_WORK TO DO_
Copy everything in the listing below, word for word, from the line containing "Would you kindly pick out the sunglasses with" down to the end of the listing.

━━━━━━━━━━

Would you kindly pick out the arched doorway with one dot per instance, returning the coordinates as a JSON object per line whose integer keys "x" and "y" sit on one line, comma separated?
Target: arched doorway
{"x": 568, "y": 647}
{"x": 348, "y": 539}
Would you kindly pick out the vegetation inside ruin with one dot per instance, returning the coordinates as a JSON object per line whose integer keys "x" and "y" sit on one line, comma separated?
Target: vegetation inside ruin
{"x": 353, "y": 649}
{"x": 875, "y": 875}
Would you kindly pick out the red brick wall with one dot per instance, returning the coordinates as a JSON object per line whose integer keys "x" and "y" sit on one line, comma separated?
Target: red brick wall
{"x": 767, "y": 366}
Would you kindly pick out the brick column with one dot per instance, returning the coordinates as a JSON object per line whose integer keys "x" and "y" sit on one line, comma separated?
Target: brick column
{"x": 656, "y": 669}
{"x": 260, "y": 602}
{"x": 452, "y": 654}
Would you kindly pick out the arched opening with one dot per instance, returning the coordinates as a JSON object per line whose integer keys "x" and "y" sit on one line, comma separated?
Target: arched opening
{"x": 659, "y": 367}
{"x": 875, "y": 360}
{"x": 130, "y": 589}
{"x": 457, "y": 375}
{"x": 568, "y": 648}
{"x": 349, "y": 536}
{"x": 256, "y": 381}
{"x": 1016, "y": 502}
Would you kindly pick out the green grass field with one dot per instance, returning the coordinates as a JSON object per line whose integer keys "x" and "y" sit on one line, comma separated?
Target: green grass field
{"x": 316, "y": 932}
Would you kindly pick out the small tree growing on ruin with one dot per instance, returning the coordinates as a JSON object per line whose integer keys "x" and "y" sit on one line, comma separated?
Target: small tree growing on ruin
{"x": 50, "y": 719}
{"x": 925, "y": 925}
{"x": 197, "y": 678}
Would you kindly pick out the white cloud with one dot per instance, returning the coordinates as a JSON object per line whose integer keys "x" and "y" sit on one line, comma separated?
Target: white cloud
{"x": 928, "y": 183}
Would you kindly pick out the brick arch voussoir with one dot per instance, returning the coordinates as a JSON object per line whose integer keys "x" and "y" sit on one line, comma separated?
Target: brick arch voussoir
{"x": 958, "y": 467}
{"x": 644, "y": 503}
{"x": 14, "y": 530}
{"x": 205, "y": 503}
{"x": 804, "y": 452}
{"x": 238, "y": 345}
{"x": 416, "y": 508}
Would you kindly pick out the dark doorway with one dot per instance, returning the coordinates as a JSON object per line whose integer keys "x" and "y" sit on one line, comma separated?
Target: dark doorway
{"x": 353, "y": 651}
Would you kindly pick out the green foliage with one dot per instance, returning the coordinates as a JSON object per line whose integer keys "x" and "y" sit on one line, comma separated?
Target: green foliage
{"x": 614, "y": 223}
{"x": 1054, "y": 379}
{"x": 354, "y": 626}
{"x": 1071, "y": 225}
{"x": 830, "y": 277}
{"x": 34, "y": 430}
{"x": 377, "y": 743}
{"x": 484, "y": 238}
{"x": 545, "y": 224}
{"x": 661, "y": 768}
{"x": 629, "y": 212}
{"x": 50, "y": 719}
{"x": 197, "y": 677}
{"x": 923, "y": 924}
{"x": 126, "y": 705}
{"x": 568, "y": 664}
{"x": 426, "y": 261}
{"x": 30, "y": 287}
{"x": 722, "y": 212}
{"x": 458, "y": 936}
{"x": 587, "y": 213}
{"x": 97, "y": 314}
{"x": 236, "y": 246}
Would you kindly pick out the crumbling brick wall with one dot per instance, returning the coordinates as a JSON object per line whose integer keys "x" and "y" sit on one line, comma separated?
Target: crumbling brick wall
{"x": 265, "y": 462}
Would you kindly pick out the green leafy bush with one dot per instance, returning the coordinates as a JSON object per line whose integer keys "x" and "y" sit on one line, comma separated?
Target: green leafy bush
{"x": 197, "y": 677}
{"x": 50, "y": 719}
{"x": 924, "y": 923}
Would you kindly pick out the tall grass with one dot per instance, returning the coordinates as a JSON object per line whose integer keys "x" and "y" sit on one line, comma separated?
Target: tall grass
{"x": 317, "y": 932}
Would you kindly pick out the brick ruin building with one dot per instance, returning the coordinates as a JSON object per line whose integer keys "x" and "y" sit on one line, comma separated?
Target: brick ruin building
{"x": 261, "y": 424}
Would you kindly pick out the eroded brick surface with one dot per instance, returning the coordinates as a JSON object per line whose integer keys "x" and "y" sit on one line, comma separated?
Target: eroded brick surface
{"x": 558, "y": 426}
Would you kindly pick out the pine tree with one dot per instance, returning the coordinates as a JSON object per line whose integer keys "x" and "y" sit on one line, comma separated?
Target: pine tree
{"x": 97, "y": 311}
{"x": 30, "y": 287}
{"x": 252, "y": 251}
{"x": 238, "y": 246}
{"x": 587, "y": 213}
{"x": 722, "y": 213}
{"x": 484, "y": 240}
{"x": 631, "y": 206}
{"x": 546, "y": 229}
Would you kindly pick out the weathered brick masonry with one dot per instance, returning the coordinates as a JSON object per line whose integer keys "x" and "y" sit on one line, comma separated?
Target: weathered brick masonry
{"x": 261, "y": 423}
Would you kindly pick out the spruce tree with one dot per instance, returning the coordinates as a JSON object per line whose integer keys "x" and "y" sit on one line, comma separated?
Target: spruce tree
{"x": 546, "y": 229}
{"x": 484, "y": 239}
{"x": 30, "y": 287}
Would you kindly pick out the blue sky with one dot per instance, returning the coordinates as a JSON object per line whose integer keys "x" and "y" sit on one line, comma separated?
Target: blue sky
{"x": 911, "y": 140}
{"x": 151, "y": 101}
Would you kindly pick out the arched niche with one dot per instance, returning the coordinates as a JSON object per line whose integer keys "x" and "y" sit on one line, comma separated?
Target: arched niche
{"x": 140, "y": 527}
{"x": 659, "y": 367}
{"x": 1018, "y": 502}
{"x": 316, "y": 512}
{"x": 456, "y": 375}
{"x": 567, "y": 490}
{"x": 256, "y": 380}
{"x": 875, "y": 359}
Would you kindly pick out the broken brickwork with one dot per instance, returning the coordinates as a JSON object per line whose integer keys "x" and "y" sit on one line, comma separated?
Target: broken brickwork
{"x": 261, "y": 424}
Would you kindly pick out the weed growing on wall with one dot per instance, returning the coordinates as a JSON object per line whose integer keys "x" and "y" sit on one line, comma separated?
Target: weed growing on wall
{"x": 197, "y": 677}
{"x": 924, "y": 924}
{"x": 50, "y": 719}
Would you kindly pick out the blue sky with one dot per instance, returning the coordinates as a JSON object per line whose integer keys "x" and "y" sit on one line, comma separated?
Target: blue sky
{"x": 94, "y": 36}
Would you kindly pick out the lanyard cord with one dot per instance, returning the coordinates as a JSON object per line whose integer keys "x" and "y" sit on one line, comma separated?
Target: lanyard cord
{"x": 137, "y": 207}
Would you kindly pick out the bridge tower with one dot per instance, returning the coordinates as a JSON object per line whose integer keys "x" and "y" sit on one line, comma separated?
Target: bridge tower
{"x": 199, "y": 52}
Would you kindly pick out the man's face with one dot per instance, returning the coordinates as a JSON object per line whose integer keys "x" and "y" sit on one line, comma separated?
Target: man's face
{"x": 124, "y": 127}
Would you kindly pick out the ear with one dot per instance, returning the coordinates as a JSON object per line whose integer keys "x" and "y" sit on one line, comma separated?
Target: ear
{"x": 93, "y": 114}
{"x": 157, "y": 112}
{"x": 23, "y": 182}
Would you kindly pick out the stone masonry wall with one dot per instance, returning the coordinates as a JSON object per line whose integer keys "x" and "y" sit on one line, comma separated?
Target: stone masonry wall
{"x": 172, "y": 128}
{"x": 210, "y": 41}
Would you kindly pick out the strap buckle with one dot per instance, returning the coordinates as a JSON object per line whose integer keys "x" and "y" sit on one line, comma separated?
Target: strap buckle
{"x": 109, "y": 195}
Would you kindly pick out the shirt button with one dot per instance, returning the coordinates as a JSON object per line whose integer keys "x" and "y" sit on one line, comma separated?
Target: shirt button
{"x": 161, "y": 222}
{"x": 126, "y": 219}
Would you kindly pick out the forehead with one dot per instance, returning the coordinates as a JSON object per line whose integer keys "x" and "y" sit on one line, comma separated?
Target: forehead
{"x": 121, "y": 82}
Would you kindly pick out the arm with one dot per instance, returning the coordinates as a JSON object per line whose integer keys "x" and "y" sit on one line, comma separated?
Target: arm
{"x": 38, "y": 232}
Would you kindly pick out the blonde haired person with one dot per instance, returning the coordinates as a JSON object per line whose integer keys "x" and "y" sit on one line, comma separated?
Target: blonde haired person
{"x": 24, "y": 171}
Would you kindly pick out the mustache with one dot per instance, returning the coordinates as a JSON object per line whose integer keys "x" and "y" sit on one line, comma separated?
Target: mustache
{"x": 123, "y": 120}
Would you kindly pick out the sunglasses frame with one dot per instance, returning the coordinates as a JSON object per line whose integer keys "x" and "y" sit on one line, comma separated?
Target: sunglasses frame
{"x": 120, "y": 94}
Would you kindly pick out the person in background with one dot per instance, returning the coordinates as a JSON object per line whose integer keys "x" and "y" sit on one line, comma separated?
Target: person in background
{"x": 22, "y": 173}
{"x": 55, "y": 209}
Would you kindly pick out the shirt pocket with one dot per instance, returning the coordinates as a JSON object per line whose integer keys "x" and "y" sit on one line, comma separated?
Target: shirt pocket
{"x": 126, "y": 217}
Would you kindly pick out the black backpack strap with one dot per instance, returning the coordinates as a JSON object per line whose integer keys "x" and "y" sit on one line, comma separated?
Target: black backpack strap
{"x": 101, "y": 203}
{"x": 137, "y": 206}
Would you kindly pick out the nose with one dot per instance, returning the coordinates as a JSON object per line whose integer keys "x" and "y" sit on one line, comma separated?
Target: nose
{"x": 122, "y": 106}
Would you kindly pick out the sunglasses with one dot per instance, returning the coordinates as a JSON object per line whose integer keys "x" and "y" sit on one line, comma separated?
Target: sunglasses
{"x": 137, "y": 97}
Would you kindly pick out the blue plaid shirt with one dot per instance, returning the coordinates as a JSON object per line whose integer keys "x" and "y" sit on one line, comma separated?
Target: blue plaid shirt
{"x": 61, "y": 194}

━━━━━━━━━━

_RESULT FOR THIS TASK_
Would you kindly pick out the sunglasses with one dot per instance, returning the coordinates as a JSON object per line whose integer keys "x" and "y" sit on one line, comma separated?
Target: sunglasses
{"x": 137, "y": 97}
Would you kindly pick out the blue plaid shirt with one dot per instance, returning the coordinates as a JSON object per line whose integer keys "x" and "y" sit on one line, comma separated?
Target: blue plaid shirt
{"x": 61, "y": 194}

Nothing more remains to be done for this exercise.